## KUTIPAN TERPILIH
====
Kegiatan-kegiatan ekonomi banyak diatur oleh peraturan-peraturan pemerintah,
sedangkan prinsip-prinsip ekonomi banyak yang diabaikan. Akibatnya, defisit dari
tahun ke tahun meningkat 40 kali lipat. Dari Rp. 60,5 miliar pada tahun 1960
menjadi Rp. 2.514 miliar pada tahun 1965, sedangkan penerimaan negara pada
tahun 1960 sebanyak Rp. 53,6 miliar, hanya meningkat 17 kali lipat menjadi Rp.
923,4 miliar . Mulai bulan Januari – Agustus 1966, pengeluaran negara menjadi
Rp. 11 miliar, sedangkan penerimaan negara hanya Rp. 3,5 miliar. Defisit yang
semakin meningkat ditutup dengan pencetakan uang baru tanpa perhitungan matang.
Akibatnya menambah berat angka inflasi.Dalam rangka membendung inflasi dan
untuk mengurangi jumlah uang yang beredar di masyarakat, maka pada tanggal 25
Agustus 1959 pemerintah mengumumkan keputusannya tentang penurunan nilai uang
(devaluasi) sebagai berikut.
1. Uang kertas pecahan bernilai Rp. 500
menjadi Rp. 50.
2. Uang kertas pecahan bernilai Rp.
1000 menjadi Rp. 100.
3. Pembekuan semua simpanan di bank
yang melebihi Rp. 25.000
Usaha Pemerintah ini tidak mampu mengatasi kemerosotan
ekonomi yang semakin jauh, terutama perbaikan dalam bidang moneter. Pada
tanggal 28 Maret 1963 dikeluarkan landasan baru bagi ekonomi secara menyeluruh,
yaitu Deklarasi Ekonomi (Dekon). Dekon dinyatakan sebagai dasar ekonomi
Indonesia yang menjadi bagian dari strategi umum Revolusi Indonesia. Tujuan
dibentuknya Dekon adalah untuk menciptakan ekonomi yang bersifat nasional,
demkratis dan bebas dari sisa-sisa imperialisme untuk mencapai tahap ekonomi
sosialis Indonesia dengan cara terpimpin. Dalam pelaksanaannya, Dekon
mengakibatkan stagnasi dalam perekonomian Indonesia. Kesulitan-kesulitan
ekonomi semakin mencolok. Pada tahun 1961-9162 harga barang-barang pada umumnya
naik 400%. Politik Konfrontasi dengan Malaysia dan negara-negara Barat semakin
memperparah kemerosotan ekonomi Indonesia.
====
## CARA MENGERJAKAN
Berdasarkan kutipan tentang perekonomian Indonesia di atas, pada tanggal berapa Deklarasi Ekonomi (Dekon) dikeluarkan?

(Data Tersimpan)
====
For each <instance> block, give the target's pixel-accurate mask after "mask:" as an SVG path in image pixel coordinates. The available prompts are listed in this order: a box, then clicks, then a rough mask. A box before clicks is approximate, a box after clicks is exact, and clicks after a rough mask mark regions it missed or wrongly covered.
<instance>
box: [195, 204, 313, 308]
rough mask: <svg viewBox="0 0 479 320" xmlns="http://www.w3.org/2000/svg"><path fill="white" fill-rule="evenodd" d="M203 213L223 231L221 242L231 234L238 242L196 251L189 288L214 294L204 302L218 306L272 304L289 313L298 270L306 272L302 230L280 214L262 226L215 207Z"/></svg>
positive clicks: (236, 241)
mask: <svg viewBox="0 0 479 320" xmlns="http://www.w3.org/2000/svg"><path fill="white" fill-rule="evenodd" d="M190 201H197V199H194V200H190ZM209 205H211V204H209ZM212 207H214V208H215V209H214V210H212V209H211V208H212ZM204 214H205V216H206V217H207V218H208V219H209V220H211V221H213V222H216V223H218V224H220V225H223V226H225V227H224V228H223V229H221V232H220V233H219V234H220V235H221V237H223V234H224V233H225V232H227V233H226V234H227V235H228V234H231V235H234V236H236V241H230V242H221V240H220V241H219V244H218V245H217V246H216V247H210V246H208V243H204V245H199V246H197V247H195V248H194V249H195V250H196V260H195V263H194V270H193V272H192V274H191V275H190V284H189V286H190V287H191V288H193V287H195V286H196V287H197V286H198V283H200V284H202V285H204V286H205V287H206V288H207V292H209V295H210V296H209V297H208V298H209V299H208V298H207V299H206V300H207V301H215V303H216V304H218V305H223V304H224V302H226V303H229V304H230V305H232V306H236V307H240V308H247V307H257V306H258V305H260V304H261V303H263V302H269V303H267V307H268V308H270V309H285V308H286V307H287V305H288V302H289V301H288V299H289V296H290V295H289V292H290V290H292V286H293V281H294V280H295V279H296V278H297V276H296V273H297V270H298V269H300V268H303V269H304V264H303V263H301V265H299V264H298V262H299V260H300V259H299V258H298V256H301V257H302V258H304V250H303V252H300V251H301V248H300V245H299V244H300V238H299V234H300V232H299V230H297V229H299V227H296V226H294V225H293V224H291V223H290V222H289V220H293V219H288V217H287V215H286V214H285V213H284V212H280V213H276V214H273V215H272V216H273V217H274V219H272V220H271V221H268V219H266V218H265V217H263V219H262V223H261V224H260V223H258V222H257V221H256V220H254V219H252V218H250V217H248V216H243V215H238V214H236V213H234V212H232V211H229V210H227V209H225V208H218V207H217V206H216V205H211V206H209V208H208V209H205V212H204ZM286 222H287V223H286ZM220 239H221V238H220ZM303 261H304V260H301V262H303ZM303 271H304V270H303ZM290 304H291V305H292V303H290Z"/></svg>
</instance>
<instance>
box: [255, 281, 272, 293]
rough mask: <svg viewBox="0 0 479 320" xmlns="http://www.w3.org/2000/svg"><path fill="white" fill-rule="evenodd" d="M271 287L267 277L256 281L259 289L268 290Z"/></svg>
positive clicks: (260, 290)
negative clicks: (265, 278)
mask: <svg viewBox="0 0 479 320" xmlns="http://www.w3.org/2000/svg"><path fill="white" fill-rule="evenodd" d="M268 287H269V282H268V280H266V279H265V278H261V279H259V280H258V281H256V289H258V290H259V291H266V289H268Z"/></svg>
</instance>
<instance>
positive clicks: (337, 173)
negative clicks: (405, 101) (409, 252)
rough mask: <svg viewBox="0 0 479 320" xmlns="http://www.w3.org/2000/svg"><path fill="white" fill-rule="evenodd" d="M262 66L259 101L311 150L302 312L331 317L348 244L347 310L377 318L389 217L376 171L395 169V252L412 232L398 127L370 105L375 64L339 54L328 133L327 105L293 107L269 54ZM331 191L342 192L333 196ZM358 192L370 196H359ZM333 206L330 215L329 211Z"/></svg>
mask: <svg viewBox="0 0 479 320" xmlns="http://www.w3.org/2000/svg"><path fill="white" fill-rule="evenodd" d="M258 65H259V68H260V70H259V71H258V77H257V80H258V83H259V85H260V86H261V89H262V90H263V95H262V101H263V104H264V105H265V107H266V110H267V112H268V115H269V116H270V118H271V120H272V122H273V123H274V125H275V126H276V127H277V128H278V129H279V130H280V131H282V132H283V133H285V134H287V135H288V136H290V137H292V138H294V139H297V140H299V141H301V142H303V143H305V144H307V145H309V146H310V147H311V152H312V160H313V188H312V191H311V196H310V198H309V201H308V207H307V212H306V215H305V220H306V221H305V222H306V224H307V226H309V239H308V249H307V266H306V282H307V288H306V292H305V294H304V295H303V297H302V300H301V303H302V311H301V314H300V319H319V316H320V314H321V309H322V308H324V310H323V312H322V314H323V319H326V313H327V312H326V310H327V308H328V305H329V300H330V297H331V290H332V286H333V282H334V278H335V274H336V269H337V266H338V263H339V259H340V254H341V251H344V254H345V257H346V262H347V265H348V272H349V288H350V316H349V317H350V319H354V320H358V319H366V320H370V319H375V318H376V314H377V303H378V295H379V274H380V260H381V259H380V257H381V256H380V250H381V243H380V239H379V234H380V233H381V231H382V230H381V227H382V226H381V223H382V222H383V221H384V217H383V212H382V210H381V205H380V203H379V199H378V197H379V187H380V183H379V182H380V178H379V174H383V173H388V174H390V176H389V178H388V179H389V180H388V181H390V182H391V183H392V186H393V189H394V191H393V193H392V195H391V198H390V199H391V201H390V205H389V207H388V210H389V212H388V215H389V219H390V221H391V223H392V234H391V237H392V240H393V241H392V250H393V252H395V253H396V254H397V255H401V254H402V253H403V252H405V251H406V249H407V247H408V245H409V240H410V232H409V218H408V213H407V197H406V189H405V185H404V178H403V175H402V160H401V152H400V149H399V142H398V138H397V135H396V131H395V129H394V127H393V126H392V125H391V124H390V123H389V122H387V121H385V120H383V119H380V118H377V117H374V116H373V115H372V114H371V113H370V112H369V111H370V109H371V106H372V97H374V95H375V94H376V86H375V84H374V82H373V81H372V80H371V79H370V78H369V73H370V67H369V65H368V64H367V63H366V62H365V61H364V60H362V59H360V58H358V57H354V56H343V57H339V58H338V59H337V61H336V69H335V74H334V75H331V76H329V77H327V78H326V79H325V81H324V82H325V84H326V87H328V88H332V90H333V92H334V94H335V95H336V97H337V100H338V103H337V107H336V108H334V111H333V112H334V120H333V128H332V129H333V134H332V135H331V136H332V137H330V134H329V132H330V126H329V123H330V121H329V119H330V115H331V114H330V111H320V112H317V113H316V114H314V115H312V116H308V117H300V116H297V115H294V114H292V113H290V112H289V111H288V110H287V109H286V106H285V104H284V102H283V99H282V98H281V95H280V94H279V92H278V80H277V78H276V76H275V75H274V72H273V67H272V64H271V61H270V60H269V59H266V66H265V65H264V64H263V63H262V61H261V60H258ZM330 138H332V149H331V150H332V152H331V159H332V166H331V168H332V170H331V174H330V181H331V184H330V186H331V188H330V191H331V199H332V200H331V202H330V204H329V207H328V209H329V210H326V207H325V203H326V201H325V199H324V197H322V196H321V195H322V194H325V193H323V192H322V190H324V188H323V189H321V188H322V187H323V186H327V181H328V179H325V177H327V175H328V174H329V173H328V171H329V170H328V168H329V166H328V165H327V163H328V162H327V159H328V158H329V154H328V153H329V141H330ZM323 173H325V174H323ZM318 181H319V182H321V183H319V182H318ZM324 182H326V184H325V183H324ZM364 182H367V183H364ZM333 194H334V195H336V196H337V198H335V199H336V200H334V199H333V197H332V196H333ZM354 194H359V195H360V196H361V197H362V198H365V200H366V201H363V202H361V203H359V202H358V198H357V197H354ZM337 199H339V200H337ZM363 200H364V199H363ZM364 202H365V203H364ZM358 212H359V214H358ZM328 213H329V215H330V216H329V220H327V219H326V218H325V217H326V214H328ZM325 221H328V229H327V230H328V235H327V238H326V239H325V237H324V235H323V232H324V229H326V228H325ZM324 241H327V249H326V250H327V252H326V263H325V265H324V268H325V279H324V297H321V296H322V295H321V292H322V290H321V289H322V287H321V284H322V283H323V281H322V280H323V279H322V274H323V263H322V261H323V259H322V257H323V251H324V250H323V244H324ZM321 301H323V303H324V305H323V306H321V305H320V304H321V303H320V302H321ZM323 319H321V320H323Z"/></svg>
====
## JAWABAN TUGAS
Deklarasi Ekonomi (Dekon) dikeluarkan pada tanggal 28 Maret 1963.